■ Ausgangstext:
-----

Wirtschaftspolitik in den USA Was steckt hinter "Bidenomics"?
Im beginnenden Wahlkampf versucht US-Präsident Biden mit dem Thema Wirtschaft zu punkten. Das neue Stichwort lautet: "Bidenomics". Was steckt dahinter - und kann der Slogan verfangen?
Es ist der Versuch, dem etwas zäh anlaufenden Wahlkampf von Joe Biden einen Mittelpunkt, einen Slogan, neuen Schwung zu geben. Wegzukommen von der Diskussion um Bidens hohes Alter, den Blick auf seine Leistungen zu richten. Erstmal hat er es mit Ironie versucht - die Presse habe für seine Wirtschaftspolitik den Begriff "Bidenomics" eingeführt, er wisse zum Teufel auch nicht, was das sein soll, so der Präsident.

-----

(Daten zum Zeigen auf Regionen)

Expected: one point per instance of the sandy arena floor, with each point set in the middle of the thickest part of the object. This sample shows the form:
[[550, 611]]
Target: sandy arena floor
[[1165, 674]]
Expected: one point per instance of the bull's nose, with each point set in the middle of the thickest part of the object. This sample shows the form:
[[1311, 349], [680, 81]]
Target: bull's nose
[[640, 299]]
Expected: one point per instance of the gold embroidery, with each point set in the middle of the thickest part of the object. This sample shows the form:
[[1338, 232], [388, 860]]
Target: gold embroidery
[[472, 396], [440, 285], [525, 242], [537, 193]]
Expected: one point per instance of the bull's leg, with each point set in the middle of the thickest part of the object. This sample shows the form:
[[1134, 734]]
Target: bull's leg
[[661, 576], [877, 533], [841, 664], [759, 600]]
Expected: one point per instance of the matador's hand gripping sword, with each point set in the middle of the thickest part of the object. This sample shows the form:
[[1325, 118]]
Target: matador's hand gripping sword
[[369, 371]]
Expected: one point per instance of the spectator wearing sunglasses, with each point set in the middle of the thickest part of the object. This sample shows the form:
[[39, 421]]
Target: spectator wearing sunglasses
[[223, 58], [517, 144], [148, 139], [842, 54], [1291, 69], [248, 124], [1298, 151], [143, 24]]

-----

■ Aufgabenstellung:
Gib aus dem Ausgangstext die Stelle wörtlich wieder, die mit „Es ist der Versuch, dem“ beginnt und bis einschließlich „so der Präsident.“ weitergeht.

■ Lösung:
Es ist der Versuch, dem etwas zäh anlaufenden Wahlkampf von Joe Biden einen Mittelpunkt, einen Slogan, neuen Schwung zu geben. Wegzukommen von der Diskussion um Bidens hohes Alter, den Blick auf seine Leistungen zu richten. Erstmal hat er es mit Ironie versucht - die Presse habe für seine Wirtschaftspolitik den Begriff "Bidenomics" eingeführt, er wisse zum Teufel auch nicht, was das sein soll, so der Präsident.